SHORT TASK – Can you write these items out again with "blurred green grass" swapped for "out-of-focus green grass" everywhere it appears and everything else unchanged?

ENTRIES SUPPLIED –
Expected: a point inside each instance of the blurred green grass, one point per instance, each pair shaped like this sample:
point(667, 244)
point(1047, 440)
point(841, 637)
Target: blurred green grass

EXERCISE RESPONSE –
Expected: a point inside each instance of the out-of-focus green grass, one point per instance, each pair shaped like this sample:
point(667, 244)
point(1047, 440)
point(841, 637)
Target: out-of-focus green grass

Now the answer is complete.